Copy all entries exactly.
————
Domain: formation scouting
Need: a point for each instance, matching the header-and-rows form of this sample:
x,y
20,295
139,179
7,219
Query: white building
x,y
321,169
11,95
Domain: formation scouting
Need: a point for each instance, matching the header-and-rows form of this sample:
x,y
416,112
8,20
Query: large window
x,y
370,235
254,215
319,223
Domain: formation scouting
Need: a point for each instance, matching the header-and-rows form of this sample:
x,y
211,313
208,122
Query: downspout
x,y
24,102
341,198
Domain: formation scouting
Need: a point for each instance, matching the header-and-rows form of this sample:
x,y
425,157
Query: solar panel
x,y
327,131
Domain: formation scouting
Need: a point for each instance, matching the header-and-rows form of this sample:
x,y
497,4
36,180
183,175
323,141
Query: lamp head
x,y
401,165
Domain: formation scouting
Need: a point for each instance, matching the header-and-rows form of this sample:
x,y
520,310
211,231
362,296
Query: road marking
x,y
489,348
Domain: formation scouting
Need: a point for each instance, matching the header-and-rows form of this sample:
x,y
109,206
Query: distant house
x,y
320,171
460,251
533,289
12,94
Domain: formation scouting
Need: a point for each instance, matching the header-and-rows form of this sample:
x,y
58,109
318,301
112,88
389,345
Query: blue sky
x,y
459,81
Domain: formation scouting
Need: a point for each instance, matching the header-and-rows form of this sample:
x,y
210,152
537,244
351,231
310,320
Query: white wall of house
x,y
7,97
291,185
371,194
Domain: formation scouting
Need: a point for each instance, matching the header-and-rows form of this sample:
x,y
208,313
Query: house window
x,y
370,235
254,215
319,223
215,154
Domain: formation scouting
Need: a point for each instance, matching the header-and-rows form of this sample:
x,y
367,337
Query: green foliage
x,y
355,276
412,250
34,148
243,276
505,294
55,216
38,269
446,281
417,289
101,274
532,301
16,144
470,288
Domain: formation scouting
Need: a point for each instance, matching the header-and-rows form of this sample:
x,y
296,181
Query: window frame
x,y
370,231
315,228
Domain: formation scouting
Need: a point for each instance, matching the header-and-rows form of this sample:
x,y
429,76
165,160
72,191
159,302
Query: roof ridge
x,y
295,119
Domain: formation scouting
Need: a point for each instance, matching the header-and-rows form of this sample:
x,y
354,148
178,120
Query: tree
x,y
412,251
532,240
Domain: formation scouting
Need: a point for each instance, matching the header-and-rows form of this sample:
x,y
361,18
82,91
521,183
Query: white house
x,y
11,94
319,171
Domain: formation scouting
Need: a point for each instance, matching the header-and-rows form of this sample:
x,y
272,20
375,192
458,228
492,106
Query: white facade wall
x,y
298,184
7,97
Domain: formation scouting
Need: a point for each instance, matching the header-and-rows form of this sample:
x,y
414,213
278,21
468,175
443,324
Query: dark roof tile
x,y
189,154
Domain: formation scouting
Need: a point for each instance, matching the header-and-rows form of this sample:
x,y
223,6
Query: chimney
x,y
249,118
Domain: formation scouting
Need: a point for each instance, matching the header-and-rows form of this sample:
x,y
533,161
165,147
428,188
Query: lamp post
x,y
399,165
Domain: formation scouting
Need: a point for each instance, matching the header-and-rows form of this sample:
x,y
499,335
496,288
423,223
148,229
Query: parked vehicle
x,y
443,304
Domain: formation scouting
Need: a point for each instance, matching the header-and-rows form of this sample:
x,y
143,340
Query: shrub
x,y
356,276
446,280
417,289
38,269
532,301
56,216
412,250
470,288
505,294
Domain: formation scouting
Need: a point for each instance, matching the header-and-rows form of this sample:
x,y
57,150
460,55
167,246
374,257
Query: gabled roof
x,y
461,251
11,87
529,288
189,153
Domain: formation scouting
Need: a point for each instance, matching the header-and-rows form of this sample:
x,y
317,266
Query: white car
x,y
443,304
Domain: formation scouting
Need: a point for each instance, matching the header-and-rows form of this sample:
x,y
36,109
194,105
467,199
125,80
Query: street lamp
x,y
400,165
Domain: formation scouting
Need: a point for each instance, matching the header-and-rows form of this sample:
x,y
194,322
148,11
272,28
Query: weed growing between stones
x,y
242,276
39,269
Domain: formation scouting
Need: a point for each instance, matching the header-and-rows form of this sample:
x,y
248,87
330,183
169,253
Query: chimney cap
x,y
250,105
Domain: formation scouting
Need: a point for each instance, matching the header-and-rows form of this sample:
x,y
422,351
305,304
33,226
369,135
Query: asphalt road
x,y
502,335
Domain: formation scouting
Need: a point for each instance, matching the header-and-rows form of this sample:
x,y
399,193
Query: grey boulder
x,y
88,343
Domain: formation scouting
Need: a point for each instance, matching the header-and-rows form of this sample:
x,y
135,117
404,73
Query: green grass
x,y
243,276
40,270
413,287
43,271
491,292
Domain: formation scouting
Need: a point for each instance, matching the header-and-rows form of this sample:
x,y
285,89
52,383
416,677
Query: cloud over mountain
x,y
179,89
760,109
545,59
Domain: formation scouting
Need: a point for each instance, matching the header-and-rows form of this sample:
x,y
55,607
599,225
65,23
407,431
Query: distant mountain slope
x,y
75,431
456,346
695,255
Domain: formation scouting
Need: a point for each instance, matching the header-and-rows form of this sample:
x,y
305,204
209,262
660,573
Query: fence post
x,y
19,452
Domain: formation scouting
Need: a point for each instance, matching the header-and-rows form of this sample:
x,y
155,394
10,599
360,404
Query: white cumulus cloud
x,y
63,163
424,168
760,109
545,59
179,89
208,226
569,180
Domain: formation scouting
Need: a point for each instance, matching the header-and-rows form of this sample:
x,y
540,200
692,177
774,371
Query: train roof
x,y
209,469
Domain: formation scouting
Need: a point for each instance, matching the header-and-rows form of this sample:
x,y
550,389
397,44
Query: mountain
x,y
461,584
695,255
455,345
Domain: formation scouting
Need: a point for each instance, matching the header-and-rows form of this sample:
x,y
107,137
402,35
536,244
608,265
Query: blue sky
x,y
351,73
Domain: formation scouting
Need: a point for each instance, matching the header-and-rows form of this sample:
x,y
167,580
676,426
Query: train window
————
__RESPONSE__.
Domain: formation scouting
Need: a point for each instance, matching the header-and-rows form of this sample:
x,y
20,295
139,179
7,219
Query: white building
x,y
321,169
11,95
Domain: formation scouting
Need: a point for each instance, matching the header-and-rows form of this sample:
x,y
416,112
8,20
Query: large window
x,y
370,235
254,215
319,223
Domain: formation scouting
Need: a point for each instance, matching the header-and-rows form of this sample:
x,y
211,313
208,122
Query: downspout
x,y
24,102
341,198
Domain: formation scouting
Need: a point for each instance, matching the header-and-rows form of this sample:
x,y
425,157
Query: solar panel
x,y
327,131
Domain: formation scouting
Need: a point for each instance, matching the header-and-rows form of this sample:
x,y
497,4
36,180
183,175
323,141
Query: lamp head
x,y
401,165
Domain: formation scouting
Need: a point for each instance, matching the header-and-rows form of this sample:
x,y
520,310
211,231
362,296
Query: road marking
x,y
489,348
Domain: formation scouting
Need: a point for each instance, matching the header-and-rows form of this sample:
x,y
109,206
Query: distant house
x,y
320,171
460,251
533,289
12,94
Domain: formation scouting
Need: a point for each instance, matching the header-and-rows form of this sample:
x,y
58,109
318,301
112,88
389,345
Query: blue sky
x,y
459,81
Domain: formation scouting
Need: a point for each instance, matching the header-and-rows form of this sample:
x,y
210,152
537,244
351,231
310,320
Query: white wall of house
x,y
7,97
291,185
371,194
Domain: formation scouting
Need: a point for each instance, matching the header-and-rows form of this sample:
x,y
208,313
Query: house window
x,y
370,235
254,215
319,223
215,154
Domain: formation scouting
Need: a point for each instance, matching the header-and-rows form of this sample:
x,y
367,337
Query: green foliage
x,y
355,276
412,250
34,148
243,276
505,294
55,216
38,269
446,281
417,289
101,274
532,301
16,144
470,288
Domain: formation scouting
Need: a point for each instance, matching the header-and-rows form of this sample:
x,y
296,181
Query: window frame
x,y
370,231
315,228
Domain: formation scouting
Need: a point for each instance, matching the header-and-rows form of this sample:
x,y
429,76
165,160
72,191
159,302
Query: roof ridge
x,y
295,119
Domain: formation scouting
Need: a point for each instance, matching the header-and-rows form of this sample:
x,y
354,148
178,120
Query: tree
x,y
412,251
532,240
Domain: formation scouting
Need: a point for each instance, matching the header-and-rows form of this sample:
x,y
361,18
82,91
521,183
Query: white house
x,y
11,94
319,171
Domain: formation scouting
Need: a point for each instance, matching the header-and-rows form of this sample:
x,y
272,20
375,192
458,228
492,106
Query: white facade wall
x,y
298,184
7,97
Domain: formation scouting
Need: a point for each instance, matching the header-and-rows form of this sample:
x,y
414,213
278,21
468,175
443,324
Query: dark roof tile
x,y
189,154
Domain: formation scouting
Need: a point for each instance, matching the header-and-rows form of this sample:
x,y
223,6
Query: chimney
x,y
249,118
Domain: formation scouting
Need: a point for each instance, matching the header-and-rows form of this sample:
x,y
533,161
165,147
428,188
Query: lamp post
x,y
399,165
Domain: formation scouting
Need: a point for each instance, matching the header-and-rows form of this sample:
x,y
499,335
496,288
423,223
148,229
Query: parked vehicle
x,y
443,304
Domain: formation scouting
Need: a point for each instance, matching the header-and-rows form of this sample:
x,y
143,340
Query: shrub
x,y
356,276
446,280
417,289
38,269
532,301
56,216
412,250
470,288
505,294
Domain: formation scouting
Need: a point for each instance, matching the header-and-rows form of this sample:
x,y
57,150
460,55
167,246
374,257
Query: gabled roof
x,y
461,251
11,87
529,288
189,153
Domain: formation scouting
Need: a point for each instance, matching the header-and-rows form of this sample:
x,y
317,266
Query: white car
x,y
443,304
Domain: formation scouting
Need: a point for each instance, matching the header-and-rows form of this sample:
x,y
36,109
194,105
467,199
125,80
Query: street lamp
x,y
400,165
Domain: formation scouting
Need: a point for each instance, matching the header-and-rows form of this sample:
x,y
194,322
148,11
272,28
Query: weed growing between stones
x,y
242,276
39,269
Domain: formation scouting
Need: a point for each instance, matching the header-and-rows form of this sample:
x,y
248,87
330,183
169,253
Query: chimney cap
x,y
250,105
Domain: formation scouting
Need: a point for each instance, matching the header-and-rows form of this sample:
x,y
422,351
305,304
33,226
369,135
Query: asphalt road
x,y
502,335
Domain: formation scouting
Need: a point for each instance, matching the header-and-rows form of this sample:
x,y
399,193
Query: grey boulder
x,y
88,343
Domain: formation scouting
Need: a point for each instance, matching the header-and-rows form of this sample:
x,y
135,117
404,73
Query: green grass
x,y
243,276
40,270
413,287
43,271
491,292
Domain: formation scouting
Need: a point for each instance, matching the header-and-rows form of this sample:
x,y
285,89
52,383
416,677
Query: cloud over mountain
x,y
179,89
760,109
545,59
Domain: formation scouting
Need: a point for each instance, matching the header-and-rows form of this sample:
x,y
55,607
599,225
65,23
407,431
Query: distant mountain slope
x,y
75,431
456,346
695,255
Domain: formation scouting
Need: a point for each instance, matching the header-and-rows form of this sample:
x,y
305,204
209,262
660,573
Query: fence post
x,y
19,452
Domain: formation scouting
Need: a point for each instance, matching the header-and-rows form of this sample:
x,y
155,394
10,599
360,404
Query: white cumulus cloud
x,y
63,163
424,168
760,109
545,59
179,89
208,226
569,180
Domain: formation scouting
Need: a point for each instance, matching the header-and-rows form of this sample:
x,y
540,200
692,177
774,371
Query: train roof
x,y
209,469
Domain: formation scouting
Need: a point for each instance, matching the header-and-rows form of this sample:
x,y
550,389
397,44
Query: mountain
x,y
461,584
695,255
455,345
Domain: formation scouting
Need: a point for each instance, matching the header-and-rows form of this sample:
x,y
107,137
402,35
536,244
608,265
Query: blue sky
x,y
351,73
Domain: formation scouting
Need: a point for each instance, matching the header-and-rows form of this sample:
x,y
167,580
676,426
Query: train window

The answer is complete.